→ EXERCISE DIRECTIONS: Beginning with the first line, return the material verbatim and without pictures.

*** DATASET RECORDS ***

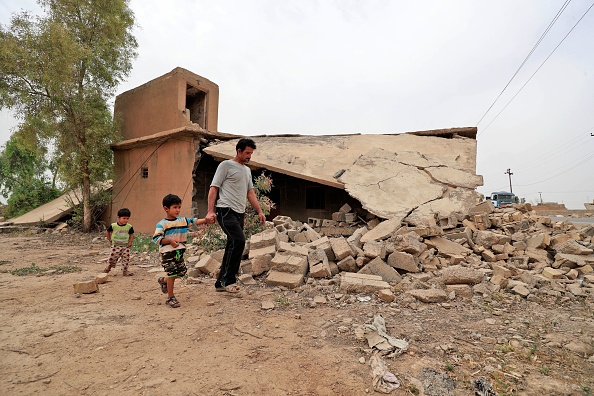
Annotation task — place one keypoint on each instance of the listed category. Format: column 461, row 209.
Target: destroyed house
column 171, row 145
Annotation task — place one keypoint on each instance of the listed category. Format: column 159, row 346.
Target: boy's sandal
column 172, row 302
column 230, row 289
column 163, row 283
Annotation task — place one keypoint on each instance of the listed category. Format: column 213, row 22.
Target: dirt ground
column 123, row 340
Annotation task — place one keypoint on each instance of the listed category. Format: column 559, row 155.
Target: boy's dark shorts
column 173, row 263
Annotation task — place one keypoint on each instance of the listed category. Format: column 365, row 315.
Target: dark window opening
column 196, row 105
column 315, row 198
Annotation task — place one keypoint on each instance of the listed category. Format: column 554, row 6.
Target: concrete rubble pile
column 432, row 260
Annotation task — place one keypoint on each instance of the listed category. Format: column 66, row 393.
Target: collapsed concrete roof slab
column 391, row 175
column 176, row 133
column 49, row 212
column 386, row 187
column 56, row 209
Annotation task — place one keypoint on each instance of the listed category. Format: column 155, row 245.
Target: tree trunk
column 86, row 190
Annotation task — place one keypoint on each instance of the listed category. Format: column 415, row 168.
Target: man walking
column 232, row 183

***

→ SOLUTION TO THE PROBLEM:
Annotation task — place one keypoint on each instance of the listed category. Format: column 461, row 209.
Target: destroyed house
column 171, row 145
Annotation task — place one keypoint on each instance of the listed category. Format: column 159, row 346.
Target: boy's sandal
column 172, row 302
column 230, row 289
column 163, row 283
Annotation task — place one keypoint on each instance of the listed category. Format: column 213, row 22.
Target: dirt ground
column 123, row 340
Annotation task — place one keypoint on each instance of the listed category. Format: column 559, row 155.
Target: boy's dark shorts
column 173, row 263
Annotation task — place one keypoint on each instance of the listed category. Format: column 365, row 315.
Target: dark window opening
column 196, row 105
column 315, row 198
Annotation task — place one keypoint on each instance of the listed category. Format: column 554, row 6.
Target: concrete rubble pile
column 432, row 260
Annotation task — place one keypoint on each instance of the listed category. Format: column 66, row 393.
Target: collapsed concrete roof slab
column 391, row 175
column 176, row 133
column 49, row 212
column 386, row 187
column 56, row 209
Annotation task — place one keypoint on each instance of the listed category. Format: column 155, row 245.
Target: tree trunk
column 86, row 190
Annotation task — place one keypoint on each instance of the listed category. Format: column 415, row 168.
Target: man walking
column 232, row 183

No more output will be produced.